▶ Extracted text:
Question: Tell us a little bit about your background and education.
Rishi Khan: I’ve been starting companies since I was in middle school. My first company was a lemonade stand with my brother and a friend. My dad financed the initial outlay but made us keep Excel spreadsheets of inventory, sales, P&L, and time spent. I think we broke even, but I learned a lot in the process. In high school I started a tutoring service and I also started two companies while in college.
I have a BS in Computer Engineering from the University of Delaware and a PhD in Computational Biology from a joint program between the University of Delaware and Thomas Jefferson University. After my PhD, I started a company with one of my PhD advisors, Dr. James Schwaber, and spent one year as a post doctoral fellow building a proof of concept for a DNA sequencing device that would reduce the then technology cost 1000X. After my post-doc I joined ET International as the VP of Research and Development and led projects that brought $8M dollars to the firm over 5 years. I was a Principle Investigator on a number of Dept. of Energy (DOE) and Dept. of Defense (DOD) high performance computing projects and built a strong network in that field.
Q: How did the idea of Extreme Scale Solutions arise and develop?
RK: When I struck out on my own in 2014, the original focus of Extreme Scale Solutions was on the marriage of High Performance Computing and Big Data, a fusion predicted by Gartner and heavily funded by VCs and the US Government. We originally intended to focus on DOE and DOD Research but started on Enterprise Solutions following a contract from a large Fortune 100 bank. We standardized database configurations and automated for database provisioning reducing a 30 day process with 9 teams to a fully automated 30 minute process.
In 2015, leveraging that initial success, we were contracted by another Fortune 100 bank to build out “Database As a Service”. This included all steps to bring siloed processes from multiple lines of business together into a unified self-service portal for planning, provisioning, and operations. After this contract, we built a platform, Nubrado, which shortens the journey for large enterprises to move to public cloud, or a private cloud-like environment from years to months.

▶ What you will do:
**A.** In the interview with Rishi Khan, what is the name of the platform Extreme Scale Solutions built after its Database As a Service contract?
**B.** Write the next part of the interview with Rishi Khan, picking up after its final sentence.

[Saved entries]
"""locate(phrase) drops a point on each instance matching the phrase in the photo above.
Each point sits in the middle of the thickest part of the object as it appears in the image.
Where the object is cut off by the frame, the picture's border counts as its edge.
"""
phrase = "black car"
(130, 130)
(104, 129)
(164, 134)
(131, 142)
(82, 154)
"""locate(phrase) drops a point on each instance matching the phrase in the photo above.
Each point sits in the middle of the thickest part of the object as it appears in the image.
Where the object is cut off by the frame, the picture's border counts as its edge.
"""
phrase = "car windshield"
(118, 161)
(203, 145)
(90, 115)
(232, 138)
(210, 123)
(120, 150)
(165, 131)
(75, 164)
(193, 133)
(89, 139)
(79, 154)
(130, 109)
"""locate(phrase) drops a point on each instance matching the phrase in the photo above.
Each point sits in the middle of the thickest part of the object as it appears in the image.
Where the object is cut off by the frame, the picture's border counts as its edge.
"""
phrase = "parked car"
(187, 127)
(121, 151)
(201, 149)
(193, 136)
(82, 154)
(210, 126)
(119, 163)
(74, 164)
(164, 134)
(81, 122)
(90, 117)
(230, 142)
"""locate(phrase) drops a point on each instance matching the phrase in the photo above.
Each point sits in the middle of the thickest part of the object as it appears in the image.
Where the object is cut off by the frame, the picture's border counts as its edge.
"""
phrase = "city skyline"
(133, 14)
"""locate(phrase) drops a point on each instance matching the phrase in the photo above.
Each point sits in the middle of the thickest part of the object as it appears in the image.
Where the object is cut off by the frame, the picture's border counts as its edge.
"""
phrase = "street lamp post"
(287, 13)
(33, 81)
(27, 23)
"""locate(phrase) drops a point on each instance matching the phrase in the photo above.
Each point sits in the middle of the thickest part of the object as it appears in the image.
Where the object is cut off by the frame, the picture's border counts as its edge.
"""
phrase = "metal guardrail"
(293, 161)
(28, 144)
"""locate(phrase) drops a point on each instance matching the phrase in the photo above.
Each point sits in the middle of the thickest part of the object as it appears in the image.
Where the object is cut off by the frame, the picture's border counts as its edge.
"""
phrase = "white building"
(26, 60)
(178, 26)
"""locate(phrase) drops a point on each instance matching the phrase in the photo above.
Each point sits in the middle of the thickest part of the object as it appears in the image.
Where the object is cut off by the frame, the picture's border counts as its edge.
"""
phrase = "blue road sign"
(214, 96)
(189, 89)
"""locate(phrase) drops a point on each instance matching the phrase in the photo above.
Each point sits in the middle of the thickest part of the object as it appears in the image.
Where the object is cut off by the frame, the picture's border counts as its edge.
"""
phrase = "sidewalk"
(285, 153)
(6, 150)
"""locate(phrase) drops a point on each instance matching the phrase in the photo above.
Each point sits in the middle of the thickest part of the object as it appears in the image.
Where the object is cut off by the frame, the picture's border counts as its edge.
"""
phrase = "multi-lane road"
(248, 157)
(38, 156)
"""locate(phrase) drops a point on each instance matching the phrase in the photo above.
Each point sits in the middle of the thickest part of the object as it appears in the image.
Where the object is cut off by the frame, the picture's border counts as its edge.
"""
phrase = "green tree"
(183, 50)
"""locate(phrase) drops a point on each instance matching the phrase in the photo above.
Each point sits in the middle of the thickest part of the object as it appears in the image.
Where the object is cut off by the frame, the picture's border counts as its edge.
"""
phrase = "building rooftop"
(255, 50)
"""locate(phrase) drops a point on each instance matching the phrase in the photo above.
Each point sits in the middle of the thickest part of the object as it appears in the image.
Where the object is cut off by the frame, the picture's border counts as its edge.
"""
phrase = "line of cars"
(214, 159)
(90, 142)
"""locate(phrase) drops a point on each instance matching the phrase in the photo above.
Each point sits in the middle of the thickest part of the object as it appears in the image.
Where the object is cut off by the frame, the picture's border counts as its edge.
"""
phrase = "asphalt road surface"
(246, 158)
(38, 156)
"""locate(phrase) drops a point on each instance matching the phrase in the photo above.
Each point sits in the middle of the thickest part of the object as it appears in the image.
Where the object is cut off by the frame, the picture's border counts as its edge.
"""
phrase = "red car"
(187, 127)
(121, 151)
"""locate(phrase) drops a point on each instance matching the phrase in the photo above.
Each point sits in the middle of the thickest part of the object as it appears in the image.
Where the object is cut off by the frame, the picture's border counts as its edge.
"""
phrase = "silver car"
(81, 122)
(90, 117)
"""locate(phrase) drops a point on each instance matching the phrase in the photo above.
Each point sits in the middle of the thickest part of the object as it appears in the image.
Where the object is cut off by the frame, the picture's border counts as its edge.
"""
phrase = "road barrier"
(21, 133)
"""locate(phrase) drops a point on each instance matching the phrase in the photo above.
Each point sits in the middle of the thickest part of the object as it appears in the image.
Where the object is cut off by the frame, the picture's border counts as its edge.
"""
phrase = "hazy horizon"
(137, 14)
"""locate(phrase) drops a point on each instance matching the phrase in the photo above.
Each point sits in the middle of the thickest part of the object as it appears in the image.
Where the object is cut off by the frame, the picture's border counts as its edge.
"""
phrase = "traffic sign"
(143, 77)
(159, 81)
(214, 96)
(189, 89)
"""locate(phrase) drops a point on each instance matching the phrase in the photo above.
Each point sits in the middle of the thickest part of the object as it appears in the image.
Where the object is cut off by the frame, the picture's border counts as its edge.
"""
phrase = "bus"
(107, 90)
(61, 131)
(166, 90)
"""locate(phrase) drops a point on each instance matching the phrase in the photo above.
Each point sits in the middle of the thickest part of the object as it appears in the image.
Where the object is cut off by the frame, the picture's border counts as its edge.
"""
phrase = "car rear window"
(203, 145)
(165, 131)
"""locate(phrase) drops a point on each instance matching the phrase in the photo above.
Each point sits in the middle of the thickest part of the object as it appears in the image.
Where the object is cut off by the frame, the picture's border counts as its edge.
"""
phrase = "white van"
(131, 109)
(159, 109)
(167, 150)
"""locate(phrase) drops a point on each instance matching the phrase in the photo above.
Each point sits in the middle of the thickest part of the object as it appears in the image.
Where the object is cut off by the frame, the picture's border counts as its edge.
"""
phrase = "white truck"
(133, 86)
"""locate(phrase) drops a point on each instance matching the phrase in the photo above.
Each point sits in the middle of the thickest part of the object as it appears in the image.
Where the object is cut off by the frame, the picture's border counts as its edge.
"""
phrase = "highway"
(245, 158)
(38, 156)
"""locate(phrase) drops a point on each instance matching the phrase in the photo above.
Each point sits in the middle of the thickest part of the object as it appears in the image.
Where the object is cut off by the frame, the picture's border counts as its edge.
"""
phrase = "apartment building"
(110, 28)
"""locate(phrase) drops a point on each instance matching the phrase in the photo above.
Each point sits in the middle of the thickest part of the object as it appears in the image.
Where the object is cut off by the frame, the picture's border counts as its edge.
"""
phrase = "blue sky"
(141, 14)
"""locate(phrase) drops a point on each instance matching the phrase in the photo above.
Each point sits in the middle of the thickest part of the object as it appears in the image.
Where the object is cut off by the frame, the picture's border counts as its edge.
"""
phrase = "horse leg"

▶ Responses to the exercise:
**A.** The platform is called Nubrado.

**B.**
Additionally, in 2017 we began working with Defense Advanced Research Projects Agency (DARPA) and Qualcomm on building next-generation computer architectures to speed up graph analytics by 1000X within the next five years. We believe these two tracks will converge as operational analytics becomes increasingly graph-oriented.
We often refer to our 3 pillars as R&D, software-as-a-service (SaaS) platform, and advisory services. Our R&D keeps us on the forefront of analytics and automation. Our SaaS platform provides planning, automation, and analytics support for large enterprise clouds. Our advisory services supplement our platform by helping companies define process and procedures to align their people with the platform.
Q: So what services, in a nutshell, do you offer companies today?
RK: Today, we provide a platform that enables large enterprises to migrate from legacy bespoke silos to a public or private unified cloud environment. This involves planning (What do I need to buy? Where will all of the databases go? How will they be isolated? How will the share resources? What databases should I migrate first to minimize cost or risk?), automated migration, automated lifecycle management actions, and operational analytics.
Q: What advice would you give to startups seeking to start a business in the world of IT/big data?
RK: Work at a startup to gain experience, credibility, network, and a cash hoard on somebody else’s dime. Give yourself a one-year runway (either through bootstrap funding, grants, or VC funding) to see if you can start to make money. Exist in a network of other entrepreneurs such as the Emerging Enterprise Center, Small Business Development Center, and CEO Thinktank®. Fail fast and often, and stick with what sells.
Q: What’s next for Extreme Scale?
Our major effort is to bring our platform, Nubrado, to alpha customers. We are currently engaging with Oracle on a number of potential customers in banking, insurance, telecom, and other fields. Our goal is to make it easy for large companies to manage massive database landscapes through standardization, automation, manage-many-as-one, management through measured metrics.
In addition, our research arm is focusing on extending work on graph analytic processors to machine learning and other problems that can benefit from software-defined reconfigurable hardware.